| INSTRUCTION |
Give the lines from the one containing "Task: tag every instance of the flower" through the last line of the records as a JSON list of strings, one string per line, with blank lines omitted.

· · · · · · ·

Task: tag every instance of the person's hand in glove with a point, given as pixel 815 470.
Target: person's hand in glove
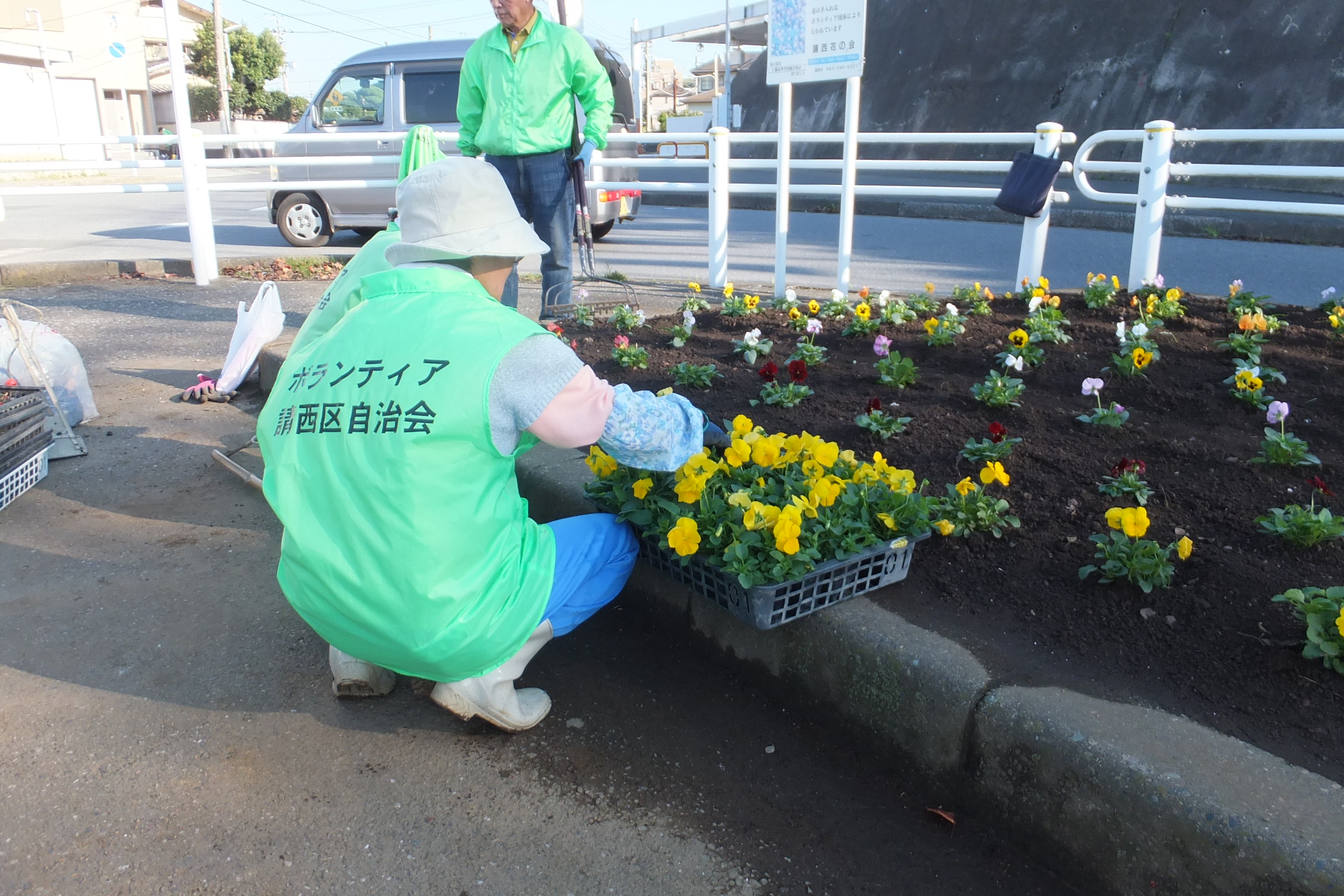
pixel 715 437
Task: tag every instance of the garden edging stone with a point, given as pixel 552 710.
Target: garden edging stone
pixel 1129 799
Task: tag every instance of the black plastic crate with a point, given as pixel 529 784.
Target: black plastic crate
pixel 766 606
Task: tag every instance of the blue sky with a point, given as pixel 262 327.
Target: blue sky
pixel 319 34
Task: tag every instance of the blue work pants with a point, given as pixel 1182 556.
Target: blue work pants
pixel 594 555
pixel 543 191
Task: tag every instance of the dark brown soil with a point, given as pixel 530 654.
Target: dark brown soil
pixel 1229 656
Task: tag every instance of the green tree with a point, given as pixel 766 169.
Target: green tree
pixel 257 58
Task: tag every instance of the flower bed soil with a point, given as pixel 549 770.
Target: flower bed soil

· · · · · · ·

| RESPONSE BELOW |
[
  "Task: tag every instance of the flower bed soil with a point, given as pixel 549 770.",
  "Target: flower bed soil"
]